## Start PROVIDED RECORDS
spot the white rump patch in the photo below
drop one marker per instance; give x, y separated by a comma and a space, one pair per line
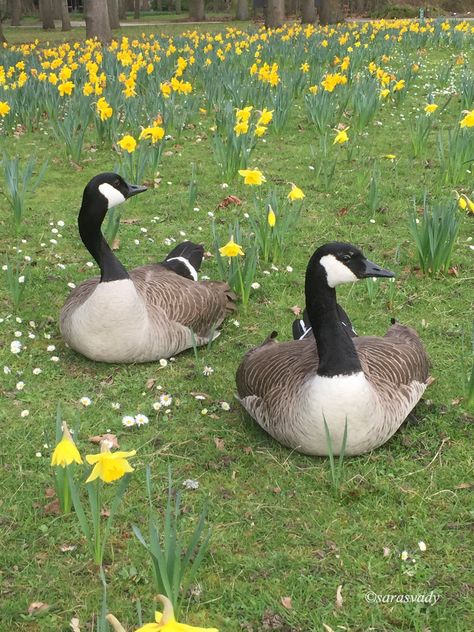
191, 269
111, 194
336, 271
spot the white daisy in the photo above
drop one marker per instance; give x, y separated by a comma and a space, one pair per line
190, 483
141, 420
128, 421
165, 399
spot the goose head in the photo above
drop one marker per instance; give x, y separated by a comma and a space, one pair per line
106, 190
344, 263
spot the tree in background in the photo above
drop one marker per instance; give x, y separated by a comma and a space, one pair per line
62, 12
242, 10
113, 9
97, 20
308, 11
196, 10
330, 11
15, 10
47, 14
274, 13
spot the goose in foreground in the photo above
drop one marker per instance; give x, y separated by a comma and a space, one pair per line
301, 327
291, 389
152, 312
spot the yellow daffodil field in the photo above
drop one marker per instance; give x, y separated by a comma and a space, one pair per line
127, 481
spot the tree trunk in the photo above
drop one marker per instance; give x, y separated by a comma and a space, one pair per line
114, 21
196, 10
242, 12
330, 12
46, 11
274, 14
308, 12
15, 8
122, 10
63, 13
97, 20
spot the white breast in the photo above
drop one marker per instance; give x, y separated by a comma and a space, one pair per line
111, 325
333, 400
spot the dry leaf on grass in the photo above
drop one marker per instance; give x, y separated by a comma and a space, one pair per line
36, 607
111, 438
74, 625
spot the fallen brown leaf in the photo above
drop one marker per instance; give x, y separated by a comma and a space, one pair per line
150, 383
111, 438
74, 625
37, 606
219, 443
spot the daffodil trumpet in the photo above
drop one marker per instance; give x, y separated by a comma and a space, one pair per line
164, 621
108, 468
64, 456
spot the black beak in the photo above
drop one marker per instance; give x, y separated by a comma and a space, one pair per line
134, 189
373, 270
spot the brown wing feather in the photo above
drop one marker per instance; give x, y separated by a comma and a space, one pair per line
392, 361
198, 305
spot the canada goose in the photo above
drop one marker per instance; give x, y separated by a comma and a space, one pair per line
371, 382
153, 312
302, 327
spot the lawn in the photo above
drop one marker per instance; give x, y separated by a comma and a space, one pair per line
288, 551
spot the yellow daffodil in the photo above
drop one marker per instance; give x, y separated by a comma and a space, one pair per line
66, 452
128, 143
265, 117
109, 466
295, 194
4, 108
164, 622
468, 120
242, 127
66, 88
399, 85
154, 133
252, 177
430, 108
271, 217
231, 249
244, 114
104, 110
341, 137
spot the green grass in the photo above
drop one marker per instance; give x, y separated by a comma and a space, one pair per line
278, 528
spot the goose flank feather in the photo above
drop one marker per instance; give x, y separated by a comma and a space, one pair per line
152, 312
291, 388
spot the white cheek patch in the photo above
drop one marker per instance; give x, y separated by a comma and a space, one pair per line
336, 271
111, 194
192, 271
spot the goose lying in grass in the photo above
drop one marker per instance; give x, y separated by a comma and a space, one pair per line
371, 382
152, 312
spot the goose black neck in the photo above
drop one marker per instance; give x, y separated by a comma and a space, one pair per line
336, 351
90, 220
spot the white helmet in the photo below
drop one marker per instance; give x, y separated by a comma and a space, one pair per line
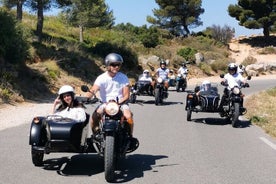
206, 82
146, 71
113, 58
66, 89
206, 85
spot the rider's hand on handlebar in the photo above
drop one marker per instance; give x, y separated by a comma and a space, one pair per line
246, 85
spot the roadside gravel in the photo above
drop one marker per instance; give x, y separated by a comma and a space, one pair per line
14, 115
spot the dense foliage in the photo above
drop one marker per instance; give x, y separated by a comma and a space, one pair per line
254, 14
177, 16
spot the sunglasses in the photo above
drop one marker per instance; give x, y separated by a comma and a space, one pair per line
115, 64
66, 95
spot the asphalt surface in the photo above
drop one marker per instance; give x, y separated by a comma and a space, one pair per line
206, 150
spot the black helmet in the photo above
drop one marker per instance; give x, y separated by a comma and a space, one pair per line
113, 58
233, 67
162, 62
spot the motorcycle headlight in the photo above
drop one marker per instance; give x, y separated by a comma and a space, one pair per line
159, 80
236, 90
112, 108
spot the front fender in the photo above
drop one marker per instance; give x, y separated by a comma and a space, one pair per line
36, 131
110, 125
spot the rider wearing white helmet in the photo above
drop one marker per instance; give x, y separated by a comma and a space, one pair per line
232, 78
112, 85
146, 76
68, 107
## End PROVIDED RECORDS
# AIM OF THE EXERCISE:
Please copy all of the entries above word for word, leaving out the pictures.

# FULL OUTPUT:
spot the white rump patch in the photo below
drop one marker per instance; give x, y separated by a comma and a space, one pair per line
191, 269
111, 194
336, 271
spot the white daisy in the photo above
drop one marker per instance; give x, y separated by a comma and a space, one pair per line
190, 483
141, 420
128, 421
165, 399
spot the goose head in the photo above
drop one marker per instance; give x, y separated by a comma and a space, one pair per line
106, 190
344, 263
spot the tree in background in the photo above
drop one marker per instance; give x, y separated by a comma and a space, one pair per line
62, 12
242, 10
113, 9
97, 20
308, 11
196, 10
330, 11
15, 10
47, 14
274, 13
spot the goose in foreground in the photo above
drop one marker per instance; give x, y separated by a comma and a space, one pair per line
301, 327
291, 389
152, 312
spot the yellow daffodil field in the photo above
drop one marker per instance; give x, y separated by a comma and a space, one pair per line
127, 481
spot the tree trunk in the photo above
drop one marker per instance; give x, y separated by a comma and a space, one pair per line
114, 21
196, 10
242, 12
330, 12
46, 11
274, 14
308, 12
15, 8
122, 10
63, 13
97, 20
spot the white breast in the photo above
drop one marker per instance; give x, y separated by a comma and a space, one pair per line
111, 325
333, 400
spot the dry leaf on grass in the photo above
drop one marker per instance; give x, y separated by a comma and a space, one pair per line
36, 607
111, 438
74, 625
spot the fallen brown leaf in the photo above
drop one marker per instance; give x, y separated by a comma and a space, one pair per line
150, 383
111, 438
74, 625
37, 606
219, 443
spot the daffodil trumpet in the photo above
drop one marker per instance; give x, y separated by a comma and a space, one pair per line
164, 621
108, 468
64, 456
spot the black beak in the photo above
drop one marker per instance; give x, y separated by a comma and a space, one pair per line
134, 189
373, 270
spot the brown wing feather in the photo above
drop one marker per instance; give x, y separated by a comma and a space, one pair per line
392, 361
198, 305
spot the canada goose in the photo above
drop one marker per instance; give x, y separated by a comma and a space, one pair per line
371, 382
153, 312
302, 327
spot the lawn in the photo above
drop one marker per instance; give x, y separated by a comma and a space, one pair per line
288, 551
spot the yellow daffodil in the photo above
drop one marker per instance; give x, y separated by a comma and a space, one pair per line
66, 452
128, 143
265, 117
109, 466
295, 194
4, 108
164, 622
468, 120
242, 127
66, 88
399, 85
154, 133
252, 177
430, 108
271, 217
231, 249
244, 114
104, 110
341, 137
spot the green grass in the photo above
drop one marker per instance; give x, y separated by a comma and a space, one pair per line
278, 528
spot the goose flank feather in the photo above
drop one marker per instance; give x, y separated by a comma and a space, one pair per line
152, 312
291, 388
spot the white cheek patch in the photo above
drop one marker per instance; give x, y separated by a comma and a space, one pair per line
336, 271
111, 194
192, 271
spot the goose lying in grass in the photo above
drop one marker per instance; give x, y separated by a comma and a space, one pair per line
371, 382
152, 312
spot the goose black neck in the photo above
drop one marker per instance; give x, y separated by a comma and a space, one pair per line
336, 351
90, 220
spot the white helmet in the photo below
drop one marker per instance; give x, y separated by a comma and a space, one pair per line
206, 82
146, 71
113, 58
66, 89
206, 85
spot the rider's hand on handlebar in the photo above
drop one marker per instance; give x, y separated by a comma and a space, one pair per line
246, 85
spot the roadside gravel in the photo above
drop one marker per instance; give x, y separated by a comma and a space, one pair per line
14, 115
spot the dense foliage in the photo above
drop one marker per instance; give x, y separated by a comma and a space, one pair per line
254, 14
177, 16
spot the sunglasses in the photo above
drop one marker per instance; give x, y separated by a comma and a space, one pair per line
115, 64
66, 95
spot the asphalt surface in the photo above
drop one marker per instance; give x, y separated by a comma and a space, one pair per line
206, 150
spot the black helmet in the photo above
drop one marker per instance; give x, y separated by a comma and a space, one pair per line
113, 58
233, 67
162, 62
spot the motorcycle headlight in the photo above
drop one marker per instance; give x, y separated by a comma and a space, one pair per line
159, 80
236, 90
112, 108
spot the front fender in the photo above
drop one marker per instance; give x, y separated by a comma and a space, one pair per line
36, 131
110, 125
spot the rider wearing white helmet in the photo above
drop one marker per instance; give x, y separated by a comma and a space, one pair per line
232, 78
112, 85
146, 76
68, 107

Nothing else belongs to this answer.